Extrait choisi
L’annonce brutale par le ministre du budget et des comptes publics du “plan de départs volontaires” dans la fonction publique a fait l’effet d’une bombe. On savait que Macron avait dans son programme la réduction des emplois publics et, à terme, la fin du statut de la fonction publique et de ses garanties pour les fonctionnaires.
Il a tenu à enfoncer le clou devant les caméras en rappelant que ce statut date du 19 octobre 1946 et que c’est Maurice Thorez qui en était à l’initiative…oubliant de préciser : “sous l’autorité du Général de Gaulle, chef du gouvernement provisoire”.
Pensez-donc, un communiste qui marquerait encore notre histoire sociale et le statut éminemment progressiste de la fonction publique, les garanties et les protections sociales de 5,6 millions de salariés (20% du total des emplois). Insupportable aux yeux de nos libéraux qui ne rêvent que de les remplacer par des contractuels et d’instaurer le salaire au “mérite”.
Le moment serait venu d’exaucer les voeux de Denis Kessler (n°2 du patronat) exprimés en 2007 dans le journal “Challenges”juste après l’arrivée de Sarkozy à l’Elysée “de défaire méthodiquement le programme du Conseil National de la Résistance…Adieu 1945, raccrochons notre pays au monde !”
Et cela au moment où se révèle justement l’insuffisance criante partout de personnels dans les Hôpitaux publics, la santé en général, les EHPAD (voir la toute récente mobilisation), l’Education (à tous les niveaux), la protection sociale, la sécurité, la police, la justice ( la grève des personnels des prisons), la défense, les transports, le logement social, le contrôle des prix, des normes sanitaires et environnementales…
Une urgence telle que 8 des 9 organisations syndicales de fonctionnaires venaient d’adresser un courrier au gouvernement pour que s’ouvre une concertation débouchant sur un plan de titularisation des contractuels !

Informations fournies
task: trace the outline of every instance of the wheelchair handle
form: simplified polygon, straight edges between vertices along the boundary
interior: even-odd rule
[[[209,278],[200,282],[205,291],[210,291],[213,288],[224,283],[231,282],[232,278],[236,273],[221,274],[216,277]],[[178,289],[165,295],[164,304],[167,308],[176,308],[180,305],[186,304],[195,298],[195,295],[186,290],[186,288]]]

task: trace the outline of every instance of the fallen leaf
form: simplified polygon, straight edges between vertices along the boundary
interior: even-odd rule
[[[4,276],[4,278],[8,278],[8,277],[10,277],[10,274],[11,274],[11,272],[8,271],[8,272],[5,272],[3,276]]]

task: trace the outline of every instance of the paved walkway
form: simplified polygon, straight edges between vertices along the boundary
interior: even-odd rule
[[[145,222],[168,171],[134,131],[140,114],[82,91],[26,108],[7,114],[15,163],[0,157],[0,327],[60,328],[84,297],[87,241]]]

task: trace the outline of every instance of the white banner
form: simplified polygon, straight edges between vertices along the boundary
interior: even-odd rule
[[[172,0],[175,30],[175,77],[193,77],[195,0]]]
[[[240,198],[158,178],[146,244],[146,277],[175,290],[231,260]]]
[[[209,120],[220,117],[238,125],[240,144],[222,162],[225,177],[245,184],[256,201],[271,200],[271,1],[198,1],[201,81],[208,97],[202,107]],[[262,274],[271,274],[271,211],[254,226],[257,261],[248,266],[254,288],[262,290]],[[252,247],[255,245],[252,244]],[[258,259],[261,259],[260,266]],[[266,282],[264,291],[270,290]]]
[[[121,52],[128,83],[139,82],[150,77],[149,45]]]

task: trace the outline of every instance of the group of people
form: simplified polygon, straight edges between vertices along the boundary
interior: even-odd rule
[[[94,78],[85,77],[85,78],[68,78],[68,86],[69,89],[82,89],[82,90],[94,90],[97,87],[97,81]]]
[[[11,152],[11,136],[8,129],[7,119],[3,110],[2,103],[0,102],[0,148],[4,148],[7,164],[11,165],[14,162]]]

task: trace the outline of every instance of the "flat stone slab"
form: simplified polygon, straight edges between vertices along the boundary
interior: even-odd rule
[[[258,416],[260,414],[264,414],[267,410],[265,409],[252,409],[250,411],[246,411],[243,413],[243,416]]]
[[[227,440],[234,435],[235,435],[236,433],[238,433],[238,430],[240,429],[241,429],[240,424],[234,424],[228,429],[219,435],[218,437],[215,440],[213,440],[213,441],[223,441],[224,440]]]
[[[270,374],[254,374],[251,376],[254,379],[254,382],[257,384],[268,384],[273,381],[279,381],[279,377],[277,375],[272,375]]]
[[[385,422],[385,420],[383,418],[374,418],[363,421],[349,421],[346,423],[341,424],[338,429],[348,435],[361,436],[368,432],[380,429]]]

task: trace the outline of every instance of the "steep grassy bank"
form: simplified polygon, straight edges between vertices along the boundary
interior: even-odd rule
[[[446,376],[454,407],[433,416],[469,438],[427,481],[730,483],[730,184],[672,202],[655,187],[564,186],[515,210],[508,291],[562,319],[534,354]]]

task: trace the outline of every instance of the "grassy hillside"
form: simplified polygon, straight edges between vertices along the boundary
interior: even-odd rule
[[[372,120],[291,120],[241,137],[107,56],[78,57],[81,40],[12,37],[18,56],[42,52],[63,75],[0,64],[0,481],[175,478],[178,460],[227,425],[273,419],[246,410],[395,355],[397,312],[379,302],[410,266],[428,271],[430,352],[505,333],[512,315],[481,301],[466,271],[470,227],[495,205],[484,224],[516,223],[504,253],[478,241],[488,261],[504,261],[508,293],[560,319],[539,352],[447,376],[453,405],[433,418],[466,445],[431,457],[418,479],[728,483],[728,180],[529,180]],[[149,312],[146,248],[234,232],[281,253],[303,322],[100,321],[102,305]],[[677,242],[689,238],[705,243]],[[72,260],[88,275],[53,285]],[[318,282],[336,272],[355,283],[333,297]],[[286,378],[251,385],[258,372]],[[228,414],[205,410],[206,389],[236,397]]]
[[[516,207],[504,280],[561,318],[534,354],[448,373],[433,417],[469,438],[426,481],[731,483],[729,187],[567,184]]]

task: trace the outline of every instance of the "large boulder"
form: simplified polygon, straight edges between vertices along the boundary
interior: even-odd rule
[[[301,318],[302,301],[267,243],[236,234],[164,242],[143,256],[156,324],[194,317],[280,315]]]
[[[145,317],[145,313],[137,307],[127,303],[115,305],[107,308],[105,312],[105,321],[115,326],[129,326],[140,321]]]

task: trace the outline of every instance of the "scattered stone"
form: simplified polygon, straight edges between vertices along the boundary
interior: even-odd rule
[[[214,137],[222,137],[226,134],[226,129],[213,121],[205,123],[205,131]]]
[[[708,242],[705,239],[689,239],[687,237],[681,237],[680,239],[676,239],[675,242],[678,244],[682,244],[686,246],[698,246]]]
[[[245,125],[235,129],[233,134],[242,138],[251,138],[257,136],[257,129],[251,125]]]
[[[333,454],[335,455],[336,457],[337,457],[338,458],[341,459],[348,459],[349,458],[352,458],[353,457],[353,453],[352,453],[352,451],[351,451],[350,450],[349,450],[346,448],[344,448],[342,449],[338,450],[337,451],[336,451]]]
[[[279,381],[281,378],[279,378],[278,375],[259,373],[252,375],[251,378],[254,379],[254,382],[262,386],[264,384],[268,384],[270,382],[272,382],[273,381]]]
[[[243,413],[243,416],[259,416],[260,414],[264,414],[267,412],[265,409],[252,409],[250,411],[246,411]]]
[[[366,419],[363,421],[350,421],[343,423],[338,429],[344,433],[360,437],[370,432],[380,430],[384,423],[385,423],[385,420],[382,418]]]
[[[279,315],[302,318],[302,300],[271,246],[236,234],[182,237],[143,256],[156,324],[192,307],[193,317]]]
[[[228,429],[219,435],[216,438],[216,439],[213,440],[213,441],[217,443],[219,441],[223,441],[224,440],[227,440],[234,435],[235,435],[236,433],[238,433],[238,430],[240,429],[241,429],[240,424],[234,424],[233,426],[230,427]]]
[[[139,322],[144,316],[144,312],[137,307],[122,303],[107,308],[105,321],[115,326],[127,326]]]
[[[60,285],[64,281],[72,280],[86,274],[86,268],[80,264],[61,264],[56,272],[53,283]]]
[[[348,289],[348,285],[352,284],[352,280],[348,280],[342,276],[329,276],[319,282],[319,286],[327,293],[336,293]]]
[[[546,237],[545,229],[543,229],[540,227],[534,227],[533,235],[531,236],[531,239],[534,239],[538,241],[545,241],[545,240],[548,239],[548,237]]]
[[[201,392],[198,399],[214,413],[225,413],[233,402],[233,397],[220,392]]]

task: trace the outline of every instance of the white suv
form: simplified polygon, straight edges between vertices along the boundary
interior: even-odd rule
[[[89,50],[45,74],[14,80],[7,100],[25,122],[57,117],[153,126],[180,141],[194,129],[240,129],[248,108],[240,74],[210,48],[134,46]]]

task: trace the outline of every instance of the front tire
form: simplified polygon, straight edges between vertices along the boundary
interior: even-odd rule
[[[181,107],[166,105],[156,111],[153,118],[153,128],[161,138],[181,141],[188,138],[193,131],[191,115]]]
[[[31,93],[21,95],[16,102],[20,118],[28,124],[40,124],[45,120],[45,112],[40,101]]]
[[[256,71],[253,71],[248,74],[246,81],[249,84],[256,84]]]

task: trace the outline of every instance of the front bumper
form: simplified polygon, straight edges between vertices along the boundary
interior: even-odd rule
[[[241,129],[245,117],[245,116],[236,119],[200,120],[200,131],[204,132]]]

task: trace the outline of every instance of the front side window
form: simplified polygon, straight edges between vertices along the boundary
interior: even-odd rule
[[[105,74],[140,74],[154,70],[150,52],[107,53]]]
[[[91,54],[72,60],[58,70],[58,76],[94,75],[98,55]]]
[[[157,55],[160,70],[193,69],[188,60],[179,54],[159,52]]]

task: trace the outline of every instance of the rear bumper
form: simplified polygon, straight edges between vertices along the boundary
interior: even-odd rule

Consignes
(a) Répondez brièvement à ces questions sur l'extrait sur la fonction publique :
(i) De quelle date est le statut de la fonction publique ?
(ii) Combien de salariés bénéficient des garanties de ce statut ?
(iii) Combien d'organisations syndicales de fonctionnaires, sur neuf, ont écrit au gouvernement ?
(b) Indiquez si chaque affirmation concorde avec l'extrait sur la fonction publique, en répondant par oui ou non et en citant les mots décisifs :
(i) Denis Kessler s'est exprimé en 2007 dans le journal « Challenges ».
(ii) Le ministre a précisé que le statut avait été adopté sous l'autorité du Général de Gaulle.
(iii) Les salariés de la fonction publique représentent 30 % du total des emplois.
(c) Reprenez, s'il vous plaît, l'extrait sur la fonction publique après sa dernière phrase.
Les lignes constituent un matériau à part, sans lien avec l'extrait sur la fonction publique.

Réponses successives
(a)
(i) Du 19 octobre 1946.
(ii) 5,6 millions.
(iii) Huit.

(b)
(i) Oui : « exprimés en 2007 dans le journal “Challenges” ».
(ii) Non : « oubliant de préciser : “sous l’autorité du Général de Gaulle, chef du gouvernement provisoire” ».
(iii) Non : « 5,6 millions de salariés (20% du total des emplois) ».

(c)
On a même entendu, “au 20 h”, Eric Woerth des LR rappeler que “120 000…ce n’était pas assez audacieux, il fallait multiplier par trois “!!
Le fond comme la méthode ne passent pas. Et ce ne sont pas les experts nommé par E. Philippe qui vont rassurer. D’autant plus que l’organisme d’analyse, d’évaluation, de propositions, France-Stratégie (qui n’est pas un repère de révolutionnaires)…crée en 2013 et rattaché au…Premier ministre a produit un rapport (1) en décembre 2017 qui tend à démontrer que la France n’est pas sur-administrée.
Avec 88,5 emplois pour 1 000 habitants elle se situe encore dans la partie supérieure du classement international, largement devancée par des pays comme le Canada , la Finlande, la Suède, le Danemark et la Norvège (158,8 °/°°). La part des dépenses des rémunérations publiques y est stable depuis 2000, à 13% du PIB. La Grèce, la Belgique et la Suède sont à 12%, la Finlande, la Norvège et le Danemark entre 14 et 16%, les Etats-Unis, l’Italie à 10%.
Nulle part on ne trouve d’éléments alarmistes qui iraient dans le sens des arguments jetés en pâture par le gouvernement pressé d’en découdre pour des raisons strictement politiques : dynamiter la fonction publique et son statut, donc la discréditer !
Rappelons que France-Stratégie dont les attributions ont été renforcées par le décret du 24 mars 2017 ” officialise la modification de la dénomination du Commissariat général à la stratégie et à la prospective,désormais désigné “France Stratégie…qui est l’héritière du Commissariat général au Plan fondé en 1946″…peut-on lire dans Vie publique du 4/8/2017 (2)
Détail croustillant, en janvier 2017, Macron avait débauché le président de France-Stratégie, Jean Pisani-Ferry pour élaborer son programme dans son équipe de campagne.
Dès octobre 2017, E. Philippe annonçait qu’il allait mettre sous tutelle l’organisme officiel “pour qu’il travaille sur nos réformes plutôt que sur des idées farfelues…”
Pourtant Le Figaro-économie du 21/12/17 titrait : “Le nombre de fonctionnaires n’est pas excessif selon France-Stratégie” et écrivait, visiblement à contre-coeur, que “la France sous-traitait moins de services publics que ses voisins européens”…moitié moins qu’au Royaume-Uni par exemple. Pays où l’emploi public a régressé d’un tiers en 20 ans alors que la tendance c’est une progression partout mais à des rythmes différents.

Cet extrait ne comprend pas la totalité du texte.